TASK INSTRUCTIONS: Rewrite the entries below, starting with the line containing "TARGET: lower teeth" and running through the end of the entries, with both ends included. Give these lines only, with the requests included and left unchanged, and multiply every x and y coordinate in the answers by 1.6, rounding to whole numbers and rounding halves up.

PROVIDED DATA:

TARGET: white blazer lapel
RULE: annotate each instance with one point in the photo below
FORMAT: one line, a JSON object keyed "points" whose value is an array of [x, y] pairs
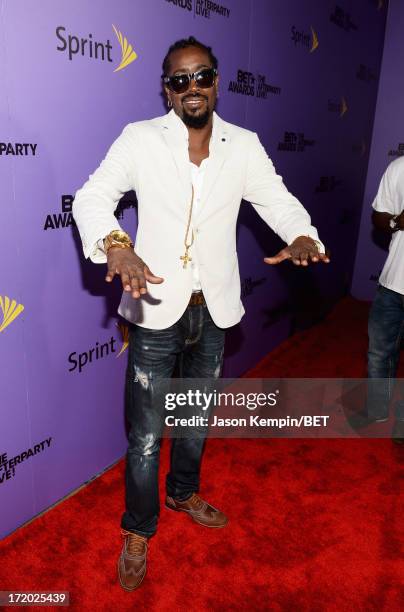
{"points": [[176, 137], [218, 150]]}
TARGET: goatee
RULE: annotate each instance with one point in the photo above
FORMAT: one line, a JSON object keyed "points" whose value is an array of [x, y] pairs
{"points": [[197, 122]]}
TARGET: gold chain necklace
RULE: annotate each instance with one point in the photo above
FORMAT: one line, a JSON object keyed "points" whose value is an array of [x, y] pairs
{"points": [[186, 258]]}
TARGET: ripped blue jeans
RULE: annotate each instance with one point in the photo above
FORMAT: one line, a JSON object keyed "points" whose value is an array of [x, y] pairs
{"points": [[191, 348]]}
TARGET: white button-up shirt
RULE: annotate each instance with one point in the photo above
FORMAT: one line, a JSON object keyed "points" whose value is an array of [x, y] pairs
{"points": [[197, 174]]}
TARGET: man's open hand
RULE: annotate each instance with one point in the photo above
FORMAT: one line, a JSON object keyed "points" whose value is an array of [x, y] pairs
{"points": [[302, 251], [133, 271]]}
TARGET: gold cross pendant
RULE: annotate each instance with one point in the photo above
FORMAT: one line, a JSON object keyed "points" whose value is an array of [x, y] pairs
{"points": [[185, 258]]}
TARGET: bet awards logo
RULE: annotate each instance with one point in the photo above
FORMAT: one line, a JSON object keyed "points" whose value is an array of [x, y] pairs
{"points": [[185, 4], [342, 19], [249, 84], [327, 184], [294, 142], [338, 107], [87, 47], [305, 39], [397, 152], [63, 219], [202, 8], [10, 310], [18, 148]]}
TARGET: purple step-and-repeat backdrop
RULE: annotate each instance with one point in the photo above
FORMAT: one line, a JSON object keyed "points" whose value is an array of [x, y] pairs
{"points": [[387, 145], [303, 74]]}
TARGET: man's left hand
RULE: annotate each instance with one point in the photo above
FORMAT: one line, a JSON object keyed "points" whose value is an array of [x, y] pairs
{"points": [[302, 251]]}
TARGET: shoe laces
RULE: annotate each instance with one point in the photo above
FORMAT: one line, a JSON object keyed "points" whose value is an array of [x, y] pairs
{"points": [[135, 544], [196, 502]]}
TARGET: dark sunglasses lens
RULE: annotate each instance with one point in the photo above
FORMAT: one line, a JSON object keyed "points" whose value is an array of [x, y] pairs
{"points": [[179, 83], [205, 78]]}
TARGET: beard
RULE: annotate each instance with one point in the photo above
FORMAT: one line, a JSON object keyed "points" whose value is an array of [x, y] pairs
{"points": [[197, 122]]}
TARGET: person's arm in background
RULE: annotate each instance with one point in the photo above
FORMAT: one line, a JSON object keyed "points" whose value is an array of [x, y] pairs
{"points": [[281, 210], [388, 215], [93, 211]]}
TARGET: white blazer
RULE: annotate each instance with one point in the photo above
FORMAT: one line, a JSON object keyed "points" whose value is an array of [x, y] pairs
{"points": [[151, 157]]}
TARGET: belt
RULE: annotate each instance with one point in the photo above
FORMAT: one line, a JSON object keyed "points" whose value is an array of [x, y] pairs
{"points": [[197, 299]]}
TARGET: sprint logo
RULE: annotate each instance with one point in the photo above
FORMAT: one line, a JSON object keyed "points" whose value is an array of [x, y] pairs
{"points": [[124, 329], [10, 310], [88, 47], [306, 39]]}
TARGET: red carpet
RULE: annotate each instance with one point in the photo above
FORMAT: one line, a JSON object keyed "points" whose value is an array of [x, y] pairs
{"points": [[314, 524]]}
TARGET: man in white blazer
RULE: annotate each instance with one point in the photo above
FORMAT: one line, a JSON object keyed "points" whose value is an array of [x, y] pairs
{"points": [[190, 171]]}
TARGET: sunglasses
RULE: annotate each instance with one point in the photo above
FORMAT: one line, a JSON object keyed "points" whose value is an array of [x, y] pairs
{"points": [[180, 83]]}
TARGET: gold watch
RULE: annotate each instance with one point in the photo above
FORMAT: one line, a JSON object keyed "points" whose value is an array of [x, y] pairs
{"points": [[119, 239]]}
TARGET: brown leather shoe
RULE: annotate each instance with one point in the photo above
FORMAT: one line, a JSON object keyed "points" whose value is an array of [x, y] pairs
{"points": [[199, 510], [132, 560]]}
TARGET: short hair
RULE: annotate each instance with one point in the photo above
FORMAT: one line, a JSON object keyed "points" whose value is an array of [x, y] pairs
{"points": [[184, 43]]}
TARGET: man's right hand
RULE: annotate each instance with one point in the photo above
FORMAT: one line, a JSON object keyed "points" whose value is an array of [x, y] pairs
{"points": [[133, 271]]}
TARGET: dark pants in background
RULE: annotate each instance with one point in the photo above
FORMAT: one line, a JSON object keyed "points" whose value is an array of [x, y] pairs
{"points": [[386, 328]]}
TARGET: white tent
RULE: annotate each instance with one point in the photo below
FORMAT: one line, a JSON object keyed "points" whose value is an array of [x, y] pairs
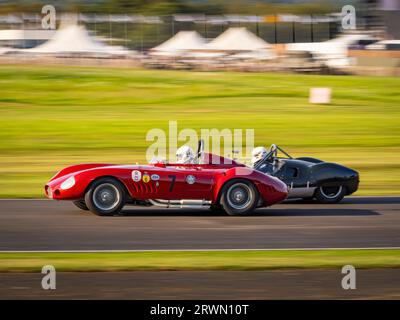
{"points": [[183, 41], [244, 43], [333, 52], [75, 39]]}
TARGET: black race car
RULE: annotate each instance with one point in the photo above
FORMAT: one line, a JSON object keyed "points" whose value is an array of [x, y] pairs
{"points": [[310, 178]]}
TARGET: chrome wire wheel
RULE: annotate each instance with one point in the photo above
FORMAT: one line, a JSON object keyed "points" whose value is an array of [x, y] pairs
{"points": [[106, 197], [239, 196]]}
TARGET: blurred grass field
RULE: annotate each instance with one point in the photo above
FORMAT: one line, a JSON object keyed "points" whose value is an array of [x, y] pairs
{"points": [[52, 117]]}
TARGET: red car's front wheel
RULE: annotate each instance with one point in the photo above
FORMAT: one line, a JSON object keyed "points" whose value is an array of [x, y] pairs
{"points": [[105, 197], [239, 197]]}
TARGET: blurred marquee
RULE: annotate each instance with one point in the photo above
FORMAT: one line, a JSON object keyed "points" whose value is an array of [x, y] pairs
{"points": [[195, 18]]}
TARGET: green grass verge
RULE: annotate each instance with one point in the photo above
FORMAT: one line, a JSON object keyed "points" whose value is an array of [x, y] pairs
{"points": [[56, 116], [199, 260]]}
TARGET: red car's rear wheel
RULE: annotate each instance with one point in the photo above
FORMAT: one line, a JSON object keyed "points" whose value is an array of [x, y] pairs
{"points": [[81, 204], [239, 197], [105, 197]]}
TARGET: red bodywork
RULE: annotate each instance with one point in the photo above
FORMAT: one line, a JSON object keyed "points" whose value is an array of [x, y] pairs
{"points": [[167, 181]]}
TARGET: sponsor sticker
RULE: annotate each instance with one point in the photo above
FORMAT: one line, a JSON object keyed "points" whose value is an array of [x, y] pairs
{"points": [[146, 178], [190, 179], [136, 175]]}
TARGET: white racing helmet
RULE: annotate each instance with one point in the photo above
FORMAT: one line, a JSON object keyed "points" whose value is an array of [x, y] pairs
{"points": [[257, 154], [184, 154]]}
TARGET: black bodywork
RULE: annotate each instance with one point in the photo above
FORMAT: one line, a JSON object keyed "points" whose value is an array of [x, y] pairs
{"points": [[309, 177]]}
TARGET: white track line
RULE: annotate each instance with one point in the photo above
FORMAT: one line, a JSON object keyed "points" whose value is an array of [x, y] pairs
{"points": [[185, 250]]}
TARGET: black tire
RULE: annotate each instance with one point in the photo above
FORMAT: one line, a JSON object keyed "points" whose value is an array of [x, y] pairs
{"points": [[81, 204], [329, 194], [239, 197], [105, 197], [216, 208]]}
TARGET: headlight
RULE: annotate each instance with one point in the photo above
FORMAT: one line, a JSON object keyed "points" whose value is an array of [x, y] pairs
{"points": [[69, 183]]}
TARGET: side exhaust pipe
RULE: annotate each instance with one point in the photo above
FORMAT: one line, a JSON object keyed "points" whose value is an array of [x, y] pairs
{"points": [[193, 204]]}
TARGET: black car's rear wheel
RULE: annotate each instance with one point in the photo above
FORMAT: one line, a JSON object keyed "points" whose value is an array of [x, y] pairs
{"points": [[105, 197], [81, 204], [239, 197], [330, 194]]}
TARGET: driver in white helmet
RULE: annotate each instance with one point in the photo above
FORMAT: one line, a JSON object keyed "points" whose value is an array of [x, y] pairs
{"points": [[257, 154], [185, 155]]}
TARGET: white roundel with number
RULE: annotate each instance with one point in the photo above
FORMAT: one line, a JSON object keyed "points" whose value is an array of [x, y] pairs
{"points": [[136, 175]]}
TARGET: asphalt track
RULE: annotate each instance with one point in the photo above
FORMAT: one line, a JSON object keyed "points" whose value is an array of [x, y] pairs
{"points": [[357, 222], [269, 284]]}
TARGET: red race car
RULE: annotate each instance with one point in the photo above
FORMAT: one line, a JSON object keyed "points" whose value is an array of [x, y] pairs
{"points": [[211, 181]]}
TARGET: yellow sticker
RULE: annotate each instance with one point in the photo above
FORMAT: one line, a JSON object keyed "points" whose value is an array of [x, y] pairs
{"points": [[146, 178]]}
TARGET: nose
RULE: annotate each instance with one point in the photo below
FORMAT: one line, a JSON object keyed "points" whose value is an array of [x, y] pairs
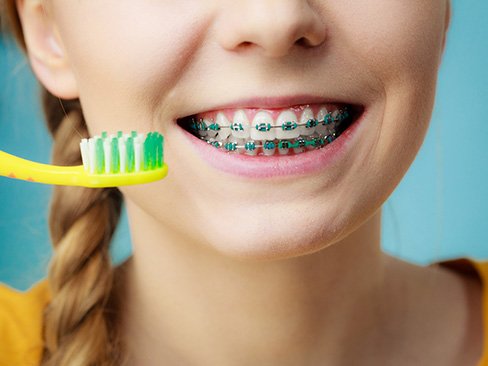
{"points": [[273, 25]]}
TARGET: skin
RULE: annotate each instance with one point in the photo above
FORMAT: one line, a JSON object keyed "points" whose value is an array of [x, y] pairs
{"points": [[219, 275]]}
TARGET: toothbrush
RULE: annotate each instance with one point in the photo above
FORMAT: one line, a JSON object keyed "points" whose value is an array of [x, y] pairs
{"points": [[108, 161]]}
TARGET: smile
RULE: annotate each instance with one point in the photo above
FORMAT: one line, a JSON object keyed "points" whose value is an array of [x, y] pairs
{"points": [[268, 132]]}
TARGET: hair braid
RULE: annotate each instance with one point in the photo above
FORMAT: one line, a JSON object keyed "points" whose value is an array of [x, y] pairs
{"points": [[78, 325], [82, 221]]}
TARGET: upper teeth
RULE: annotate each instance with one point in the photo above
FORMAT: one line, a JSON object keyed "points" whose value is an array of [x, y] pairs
{"points": [[263, 127]]}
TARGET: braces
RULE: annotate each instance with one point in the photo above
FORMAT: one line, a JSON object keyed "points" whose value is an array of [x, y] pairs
{"points": [[200, 125], [300, 142]]}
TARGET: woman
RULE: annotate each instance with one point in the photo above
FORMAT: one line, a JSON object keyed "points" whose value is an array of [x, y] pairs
{"points": [[241, 258]]}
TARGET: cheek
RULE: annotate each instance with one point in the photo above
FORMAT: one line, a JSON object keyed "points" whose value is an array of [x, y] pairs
{"points": [[399, 40], [125, 67]]}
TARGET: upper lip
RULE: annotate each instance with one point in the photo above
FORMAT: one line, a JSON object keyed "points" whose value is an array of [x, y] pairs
{"points": [[275, 102]]}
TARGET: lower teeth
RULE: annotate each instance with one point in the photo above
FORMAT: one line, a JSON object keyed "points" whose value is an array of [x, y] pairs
{"points": [[269, 147]]}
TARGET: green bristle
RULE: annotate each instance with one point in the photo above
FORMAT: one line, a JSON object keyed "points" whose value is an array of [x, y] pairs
{"points": [[130, 155], [148, 147], [115, 156], [159, 152], [100, 156], [153, 150]]}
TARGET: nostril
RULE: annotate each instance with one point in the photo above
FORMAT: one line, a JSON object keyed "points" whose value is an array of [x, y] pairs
{"points": [[303, 42]]}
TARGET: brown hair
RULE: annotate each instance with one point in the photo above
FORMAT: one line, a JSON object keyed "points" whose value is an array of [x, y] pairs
{"points": [[79, 320]]}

SOLUTION TO THE EXERCISE:
TARGET: lower teeth
RULE: annotate each instance with one point in the photo above
FORMAT: one line, a JSON object keyed "points" whose value is an array of [x, y] pairs
{"points": [[430, 235]]}
TARGET: green bristle
RULE: annotate each instance with one point in the photo above
FORMAT: one line, a JSON object keyed "points" whose value is an array of [x, y] pairs
{"points": [[208, 248], [237, 235], [184, 250], [254, 243], [160, 250], [245, 240]]}
TARGET: nostril
RULE: annotate each instance with one point in the photo above
FORMAT: one line, a JSON object keyed "points" whose value is an array of [x, y] pairs
{"points": [[485, 67]]}
TARGET: brown hair
RULE: annotate each instance with one point in the photo above
FORMAT: one line, a JSON object keyed "points" whose value is an array of [x, y] pairs
{"points": [[126, 512]]}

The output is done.